Dataset excerpt:

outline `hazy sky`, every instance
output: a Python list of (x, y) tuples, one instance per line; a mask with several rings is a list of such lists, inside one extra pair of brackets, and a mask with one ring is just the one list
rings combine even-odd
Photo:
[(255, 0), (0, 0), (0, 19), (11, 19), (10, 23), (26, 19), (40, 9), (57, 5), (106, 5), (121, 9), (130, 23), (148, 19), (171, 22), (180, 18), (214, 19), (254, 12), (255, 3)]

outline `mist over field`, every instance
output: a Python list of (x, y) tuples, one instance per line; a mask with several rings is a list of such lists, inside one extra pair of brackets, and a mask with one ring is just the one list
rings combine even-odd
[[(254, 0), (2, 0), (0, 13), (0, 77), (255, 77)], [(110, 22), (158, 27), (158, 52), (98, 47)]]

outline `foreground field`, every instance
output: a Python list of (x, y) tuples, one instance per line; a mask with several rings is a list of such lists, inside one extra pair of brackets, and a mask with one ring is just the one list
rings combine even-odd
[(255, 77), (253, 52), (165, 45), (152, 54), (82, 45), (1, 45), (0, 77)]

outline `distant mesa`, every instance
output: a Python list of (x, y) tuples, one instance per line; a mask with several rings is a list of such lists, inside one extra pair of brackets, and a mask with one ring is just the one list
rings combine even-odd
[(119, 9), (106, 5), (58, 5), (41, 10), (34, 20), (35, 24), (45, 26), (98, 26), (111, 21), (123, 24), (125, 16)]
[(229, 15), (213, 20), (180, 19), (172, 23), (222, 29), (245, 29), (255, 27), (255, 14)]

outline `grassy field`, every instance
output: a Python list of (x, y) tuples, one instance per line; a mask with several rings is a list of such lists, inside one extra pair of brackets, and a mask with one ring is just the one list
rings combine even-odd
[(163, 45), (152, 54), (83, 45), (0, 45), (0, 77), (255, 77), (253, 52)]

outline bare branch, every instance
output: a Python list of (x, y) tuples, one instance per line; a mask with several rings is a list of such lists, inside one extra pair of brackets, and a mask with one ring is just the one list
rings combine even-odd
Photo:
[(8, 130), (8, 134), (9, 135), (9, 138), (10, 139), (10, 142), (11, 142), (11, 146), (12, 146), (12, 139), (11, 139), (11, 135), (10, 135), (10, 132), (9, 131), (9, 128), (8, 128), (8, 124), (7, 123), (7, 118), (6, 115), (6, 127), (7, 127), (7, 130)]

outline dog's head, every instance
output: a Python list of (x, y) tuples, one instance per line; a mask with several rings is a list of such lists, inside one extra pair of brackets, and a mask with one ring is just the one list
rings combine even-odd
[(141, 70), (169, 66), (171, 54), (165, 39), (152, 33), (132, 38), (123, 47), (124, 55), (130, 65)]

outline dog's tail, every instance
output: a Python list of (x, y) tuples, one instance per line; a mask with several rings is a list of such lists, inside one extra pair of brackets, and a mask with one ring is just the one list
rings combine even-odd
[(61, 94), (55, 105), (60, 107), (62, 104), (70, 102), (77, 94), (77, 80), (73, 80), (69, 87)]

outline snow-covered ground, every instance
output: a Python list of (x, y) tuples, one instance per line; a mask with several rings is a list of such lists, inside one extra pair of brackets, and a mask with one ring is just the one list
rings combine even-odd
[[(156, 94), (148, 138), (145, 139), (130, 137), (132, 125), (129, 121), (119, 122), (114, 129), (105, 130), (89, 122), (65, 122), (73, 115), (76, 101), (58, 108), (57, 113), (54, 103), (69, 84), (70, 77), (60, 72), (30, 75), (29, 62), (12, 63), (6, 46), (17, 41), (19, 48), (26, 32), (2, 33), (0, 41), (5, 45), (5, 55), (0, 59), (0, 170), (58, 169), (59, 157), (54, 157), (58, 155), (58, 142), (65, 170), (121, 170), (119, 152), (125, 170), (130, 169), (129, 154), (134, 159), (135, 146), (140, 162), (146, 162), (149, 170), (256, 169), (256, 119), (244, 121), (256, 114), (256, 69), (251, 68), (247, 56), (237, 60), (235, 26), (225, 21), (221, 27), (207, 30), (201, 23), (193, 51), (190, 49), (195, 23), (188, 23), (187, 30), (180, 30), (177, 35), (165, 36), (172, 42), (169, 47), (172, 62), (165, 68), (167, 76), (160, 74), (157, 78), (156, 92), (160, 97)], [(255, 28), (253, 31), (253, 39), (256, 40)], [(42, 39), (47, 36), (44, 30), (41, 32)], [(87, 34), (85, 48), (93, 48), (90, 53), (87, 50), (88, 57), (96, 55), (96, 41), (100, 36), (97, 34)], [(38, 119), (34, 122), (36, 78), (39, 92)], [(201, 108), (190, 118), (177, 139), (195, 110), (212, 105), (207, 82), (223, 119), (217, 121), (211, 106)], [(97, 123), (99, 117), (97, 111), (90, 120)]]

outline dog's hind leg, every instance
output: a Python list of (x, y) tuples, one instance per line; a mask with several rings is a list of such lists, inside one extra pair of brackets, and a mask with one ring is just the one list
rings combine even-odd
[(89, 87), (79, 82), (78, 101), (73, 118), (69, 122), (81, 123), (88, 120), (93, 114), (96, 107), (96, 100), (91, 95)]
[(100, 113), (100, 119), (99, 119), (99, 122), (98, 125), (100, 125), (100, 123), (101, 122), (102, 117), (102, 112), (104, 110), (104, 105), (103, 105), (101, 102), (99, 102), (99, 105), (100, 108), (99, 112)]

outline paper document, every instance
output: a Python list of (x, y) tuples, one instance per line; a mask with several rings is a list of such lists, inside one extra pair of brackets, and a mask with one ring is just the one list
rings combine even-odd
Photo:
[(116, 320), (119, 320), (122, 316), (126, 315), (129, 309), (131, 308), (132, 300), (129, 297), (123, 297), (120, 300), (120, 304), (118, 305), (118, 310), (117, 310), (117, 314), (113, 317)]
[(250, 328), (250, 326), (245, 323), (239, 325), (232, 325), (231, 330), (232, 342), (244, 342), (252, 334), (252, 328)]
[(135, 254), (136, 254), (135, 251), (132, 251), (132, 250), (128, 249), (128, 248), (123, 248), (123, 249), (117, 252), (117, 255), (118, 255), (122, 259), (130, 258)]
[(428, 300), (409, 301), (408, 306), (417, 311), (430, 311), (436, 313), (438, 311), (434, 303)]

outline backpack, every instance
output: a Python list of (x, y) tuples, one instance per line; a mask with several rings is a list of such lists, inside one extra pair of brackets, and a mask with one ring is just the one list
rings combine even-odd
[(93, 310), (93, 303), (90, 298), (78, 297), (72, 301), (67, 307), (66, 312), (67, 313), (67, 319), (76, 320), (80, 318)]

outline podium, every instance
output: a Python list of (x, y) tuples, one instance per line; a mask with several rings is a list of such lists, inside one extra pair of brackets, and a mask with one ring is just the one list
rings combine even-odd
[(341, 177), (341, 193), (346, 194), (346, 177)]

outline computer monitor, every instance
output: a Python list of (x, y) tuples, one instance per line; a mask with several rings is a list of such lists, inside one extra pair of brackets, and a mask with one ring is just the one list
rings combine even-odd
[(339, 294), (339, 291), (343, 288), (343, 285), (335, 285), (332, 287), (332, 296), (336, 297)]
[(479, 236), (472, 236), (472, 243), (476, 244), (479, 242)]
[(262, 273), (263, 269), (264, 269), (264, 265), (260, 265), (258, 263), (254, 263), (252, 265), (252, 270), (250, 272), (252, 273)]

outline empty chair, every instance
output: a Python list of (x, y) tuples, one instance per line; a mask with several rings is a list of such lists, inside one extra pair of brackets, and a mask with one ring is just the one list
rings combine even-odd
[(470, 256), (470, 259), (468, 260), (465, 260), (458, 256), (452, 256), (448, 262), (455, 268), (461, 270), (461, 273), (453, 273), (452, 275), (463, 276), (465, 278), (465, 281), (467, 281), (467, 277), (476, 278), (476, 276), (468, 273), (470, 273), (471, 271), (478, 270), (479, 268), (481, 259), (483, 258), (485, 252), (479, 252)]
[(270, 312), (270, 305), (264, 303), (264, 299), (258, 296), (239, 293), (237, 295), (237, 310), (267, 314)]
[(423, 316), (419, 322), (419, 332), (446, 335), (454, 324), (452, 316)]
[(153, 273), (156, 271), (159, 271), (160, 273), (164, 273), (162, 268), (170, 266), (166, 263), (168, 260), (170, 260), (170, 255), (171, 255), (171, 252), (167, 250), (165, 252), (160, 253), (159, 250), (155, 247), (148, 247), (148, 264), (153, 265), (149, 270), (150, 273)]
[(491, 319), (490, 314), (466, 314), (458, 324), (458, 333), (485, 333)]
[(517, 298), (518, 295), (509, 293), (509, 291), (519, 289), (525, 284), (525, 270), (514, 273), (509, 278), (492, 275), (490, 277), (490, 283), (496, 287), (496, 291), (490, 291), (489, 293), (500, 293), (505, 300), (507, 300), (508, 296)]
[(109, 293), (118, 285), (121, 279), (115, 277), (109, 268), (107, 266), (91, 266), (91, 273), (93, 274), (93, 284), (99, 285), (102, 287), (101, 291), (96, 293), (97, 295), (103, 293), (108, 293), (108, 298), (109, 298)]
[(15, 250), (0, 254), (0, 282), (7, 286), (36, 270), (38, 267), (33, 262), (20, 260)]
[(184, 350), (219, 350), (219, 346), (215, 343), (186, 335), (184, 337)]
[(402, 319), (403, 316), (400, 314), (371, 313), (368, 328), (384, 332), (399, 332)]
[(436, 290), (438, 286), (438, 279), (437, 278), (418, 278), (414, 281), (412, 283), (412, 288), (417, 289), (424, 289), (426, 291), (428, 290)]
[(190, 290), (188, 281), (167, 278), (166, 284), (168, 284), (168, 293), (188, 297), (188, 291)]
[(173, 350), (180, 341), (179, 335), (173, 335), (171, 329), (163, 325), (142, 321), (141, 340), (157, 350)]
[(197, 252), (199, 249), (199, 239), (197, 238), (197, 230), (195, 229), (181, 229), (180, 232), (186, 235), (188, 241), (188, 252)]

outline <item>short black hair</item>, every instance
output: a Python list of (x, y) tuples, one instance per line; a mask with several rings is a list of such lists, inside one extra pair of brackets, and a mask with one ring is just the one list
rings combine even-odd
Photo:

--

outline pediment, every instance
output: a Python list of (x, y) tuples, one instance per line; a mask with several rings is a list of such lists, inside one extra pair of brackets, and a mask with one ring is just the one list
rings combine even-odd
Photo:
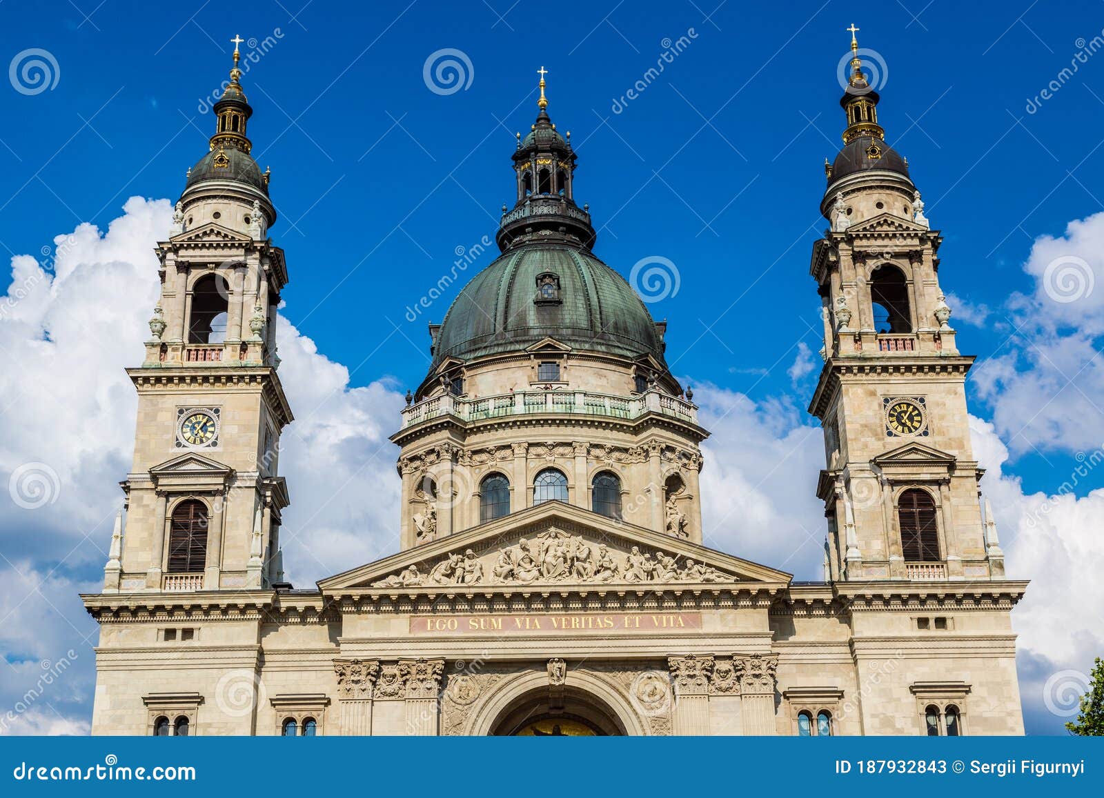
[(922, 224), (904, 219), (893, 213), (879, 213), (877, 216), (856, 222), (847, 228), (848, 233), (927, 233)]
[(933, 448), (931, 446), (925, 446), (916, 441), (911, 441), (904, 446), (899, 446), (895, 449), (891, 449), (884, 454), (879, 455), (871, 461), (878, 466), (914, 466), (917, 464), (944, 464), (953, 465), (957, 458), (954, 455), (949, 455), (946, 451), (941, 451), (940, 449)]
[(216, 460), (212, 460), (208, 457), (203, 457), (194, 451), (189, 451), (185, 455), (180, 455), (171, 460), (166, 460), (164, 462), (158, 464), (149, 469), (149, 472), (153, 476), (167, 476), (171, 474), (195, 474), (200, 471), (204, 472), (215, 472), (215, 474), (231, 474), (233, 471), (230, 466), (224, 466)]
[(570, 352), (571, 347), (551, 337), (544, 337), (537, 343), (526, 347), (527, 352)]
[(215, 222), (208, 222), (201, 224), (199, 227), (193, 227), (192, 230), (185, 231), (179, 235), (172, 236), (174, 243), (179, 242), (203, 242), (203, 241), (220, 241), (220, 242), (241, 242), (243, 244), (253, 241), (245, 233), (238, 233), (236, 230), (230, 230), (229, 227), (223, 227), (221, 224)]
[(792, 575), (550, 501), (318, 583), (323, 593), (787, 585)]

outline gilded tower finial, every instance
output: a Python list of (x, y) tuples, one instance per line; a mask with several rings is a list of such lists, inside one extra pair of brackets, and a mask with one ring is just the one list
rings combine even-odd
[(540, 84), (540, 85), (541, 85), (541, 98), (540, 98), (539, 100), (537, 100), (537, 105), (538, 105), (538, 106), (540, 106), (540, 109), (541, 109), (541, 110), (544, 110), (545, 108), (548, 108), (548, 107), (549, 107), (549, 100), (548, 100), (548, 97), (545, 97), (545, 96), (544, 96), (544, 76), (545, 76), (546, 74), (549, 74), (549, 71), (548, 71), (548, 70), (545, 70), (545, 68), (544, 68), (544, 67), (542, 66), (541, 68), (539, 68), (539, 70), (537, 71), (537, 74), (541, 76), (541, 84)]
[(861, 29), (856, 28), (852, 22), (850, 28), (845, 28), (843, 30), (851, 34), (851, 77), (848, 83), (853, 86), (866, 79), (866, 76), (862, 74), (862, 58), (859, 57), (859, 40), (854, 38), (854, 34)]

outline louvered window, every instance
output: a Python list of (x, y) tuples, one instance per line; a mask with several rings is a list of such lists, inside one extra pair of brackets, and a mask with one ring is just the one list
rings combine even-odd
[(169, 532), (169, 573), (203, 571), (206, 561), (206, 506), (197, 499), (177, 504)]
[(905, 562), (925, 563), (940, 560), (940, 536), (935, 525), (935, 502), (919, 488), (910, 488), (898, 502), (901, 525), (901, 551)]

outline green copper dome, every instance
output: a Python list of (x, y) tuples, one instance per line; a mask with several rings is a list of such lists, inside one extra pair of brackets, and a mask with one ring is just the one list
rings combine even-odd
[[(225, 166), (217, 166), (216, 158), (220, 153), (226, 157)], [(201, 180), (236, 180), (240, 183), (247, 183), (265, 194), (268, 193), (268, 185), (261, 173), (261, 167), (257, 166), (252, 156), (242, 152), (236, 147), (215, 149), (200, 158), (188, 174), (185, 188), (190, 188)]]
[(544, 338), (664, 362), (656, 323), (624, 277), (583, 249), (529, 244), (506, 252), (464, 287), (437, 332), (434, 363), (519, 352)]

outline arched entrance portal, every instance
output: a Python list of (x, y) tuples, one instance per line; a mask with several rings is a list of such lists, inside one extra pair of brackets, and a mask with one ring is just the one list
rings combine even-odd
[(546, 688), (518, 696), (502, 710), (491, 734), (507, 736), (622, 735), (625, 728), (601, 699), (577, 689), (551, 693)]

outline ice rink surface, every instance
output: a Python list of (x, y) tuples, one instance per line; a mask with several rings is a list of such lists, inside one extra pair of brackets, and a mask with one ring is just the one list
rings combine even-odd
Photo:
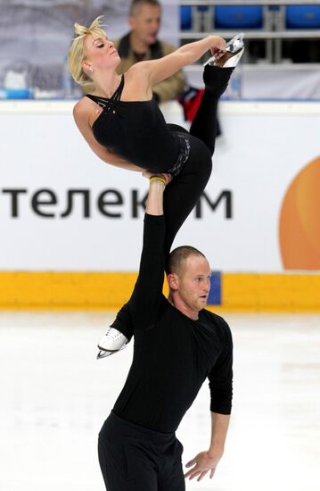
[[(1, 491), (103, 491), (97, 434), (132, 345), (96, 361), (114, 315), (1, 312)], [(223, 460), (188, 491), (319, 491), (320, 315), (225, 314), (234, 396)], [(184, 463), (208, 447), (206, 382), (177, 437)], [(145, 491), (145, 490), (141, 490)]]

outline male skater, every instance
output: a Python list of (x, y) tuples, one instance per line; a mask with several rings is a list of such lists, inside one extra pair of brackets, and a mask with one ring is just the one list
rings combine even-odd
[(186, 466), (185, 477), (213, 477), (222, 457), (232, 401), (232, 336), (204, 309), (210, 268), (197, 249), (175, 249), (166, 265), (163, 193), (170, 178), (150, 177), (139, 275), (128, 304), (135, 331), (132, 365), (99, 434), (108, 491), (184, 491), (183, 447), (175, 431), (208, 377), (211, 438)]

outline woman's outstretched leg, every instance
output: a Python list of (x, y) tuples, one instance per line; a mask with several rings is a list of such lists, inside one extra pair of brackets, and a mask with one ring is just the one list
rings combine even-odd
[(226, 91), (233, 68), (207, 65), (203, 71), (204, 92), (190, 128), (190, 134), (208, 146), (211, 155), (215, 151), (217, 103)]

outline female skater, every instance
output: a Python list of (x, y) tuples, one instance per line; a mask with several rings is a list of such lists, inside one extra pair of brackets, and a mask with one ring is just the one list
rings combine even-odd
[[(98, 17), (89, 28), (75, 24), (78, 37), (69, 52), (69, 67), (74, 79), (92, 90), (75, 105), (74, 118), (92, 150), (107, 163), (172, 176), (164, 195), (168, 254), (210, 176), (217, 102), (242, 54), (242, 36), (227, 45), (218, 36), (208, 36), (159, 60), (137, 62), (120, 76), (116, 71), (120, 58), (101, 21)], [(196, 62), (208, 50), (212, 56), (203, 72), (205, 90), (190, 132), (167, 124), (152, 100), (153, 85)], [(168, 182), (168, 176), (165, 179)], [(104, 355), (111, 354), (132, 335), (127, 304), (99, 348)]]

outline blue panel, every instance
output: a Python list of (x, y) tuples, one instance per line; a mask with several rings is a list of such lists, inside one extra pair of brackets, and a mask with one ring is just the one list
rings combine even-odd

* * *

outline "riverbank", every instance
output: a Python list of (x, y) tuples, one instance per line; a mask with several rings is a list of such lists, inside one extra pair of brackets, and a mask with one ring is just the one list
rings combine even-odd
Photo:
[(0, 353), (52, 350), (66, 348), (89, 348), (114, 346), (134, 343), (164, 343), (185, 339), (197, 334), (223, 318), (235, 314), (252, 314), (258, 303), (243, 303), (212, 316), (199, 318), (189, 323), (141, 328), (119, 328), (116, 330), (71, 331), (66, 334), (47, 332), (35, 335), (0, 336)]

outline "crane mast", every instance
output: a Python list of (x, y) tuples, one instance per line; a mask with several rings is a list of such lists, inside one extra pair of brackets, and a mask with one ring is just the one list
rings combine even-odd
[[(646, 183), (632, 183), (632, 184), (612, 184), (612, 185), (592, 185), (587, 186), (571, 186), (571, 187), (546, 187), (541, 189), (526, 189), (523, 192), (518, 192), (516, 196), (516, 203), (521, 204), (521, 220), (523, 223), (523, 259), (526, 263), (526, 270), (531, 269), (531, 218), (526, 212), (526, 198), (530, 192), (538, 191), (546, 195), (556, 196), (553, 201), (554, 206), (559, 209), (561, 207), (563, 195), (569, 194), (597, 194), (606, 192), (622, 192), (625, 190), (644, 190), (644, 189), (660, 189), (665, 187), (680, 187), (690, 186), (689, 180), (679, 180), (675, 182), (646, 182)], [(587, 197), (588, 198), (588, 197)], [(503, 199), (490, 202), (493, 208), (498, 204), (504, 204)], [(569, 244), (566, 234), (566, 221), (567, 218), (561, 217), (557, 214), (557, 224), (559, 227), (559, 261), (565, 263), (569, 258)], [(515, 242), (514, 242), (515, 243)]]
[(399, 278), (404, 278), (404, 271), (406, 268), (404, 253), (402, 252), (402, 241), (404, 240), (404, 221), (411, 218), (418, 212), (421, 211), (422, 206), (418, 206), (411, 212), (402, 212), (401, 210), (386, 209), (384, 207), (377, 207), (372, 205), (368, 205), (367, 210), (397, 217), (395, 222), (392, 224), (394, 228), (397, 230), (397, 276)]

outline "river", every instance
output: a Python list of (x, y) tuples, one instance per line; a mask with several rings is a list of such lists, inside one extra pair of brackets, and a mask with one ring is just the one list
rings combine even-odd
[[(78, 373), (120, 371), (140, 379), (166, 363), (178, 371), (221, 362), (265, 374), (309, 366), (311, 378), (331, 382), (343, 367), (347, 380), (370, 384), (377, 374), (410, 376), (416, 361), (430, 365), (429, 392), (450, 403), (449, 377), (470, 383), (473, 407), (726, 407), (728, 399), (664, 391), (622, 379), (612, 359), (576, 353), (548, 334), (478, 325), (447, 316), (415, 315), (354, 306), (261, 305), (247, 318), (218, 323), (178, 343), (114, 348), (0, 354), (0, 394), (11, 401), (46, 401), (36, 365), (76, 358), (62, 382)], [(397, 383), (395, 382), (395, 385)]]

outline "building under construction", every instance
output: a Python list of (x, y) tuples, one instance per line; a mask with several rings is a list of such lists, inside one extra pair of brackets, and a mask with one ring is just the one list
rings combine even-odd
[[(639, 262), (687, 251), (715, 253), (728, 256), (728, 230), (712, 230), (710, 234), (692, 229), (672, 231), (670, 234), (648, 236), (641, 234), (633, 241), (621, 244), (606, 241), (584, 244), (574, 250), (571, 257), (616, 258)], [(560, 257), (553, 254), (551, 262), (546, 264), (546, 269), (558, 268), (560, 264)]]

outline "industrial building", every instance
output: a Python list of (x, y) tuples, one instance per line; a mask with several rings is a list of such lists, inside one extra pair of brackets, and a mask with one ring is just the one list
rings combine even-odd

Problem requirements -
Convert the lines from the one containing "outline pediment, every instance" through the one containing "233), (927, 233)]", both included, into a Markdown table with the columns Row and Line, skipping any blank lines. Give only those lines and omit the pictures.

Solution for this problem -
| Row | Line |
|---|---|
| 1 | outline pediment, every instance |
| 2 | output: a Python list of (x, y) tuples, one instance per line; a mask with several rings is a list of such lists, inside one extra pair of brackets, and a mask with one ring is just the one list |
| 3 | rings combine even-odd |
| 4 | Photo: |
| 5 | [(922, 224), (904, 219), (893, 213), (879, 213), (877, 216), (856, 222), (847, 228), (848, 233), (927, 233)] |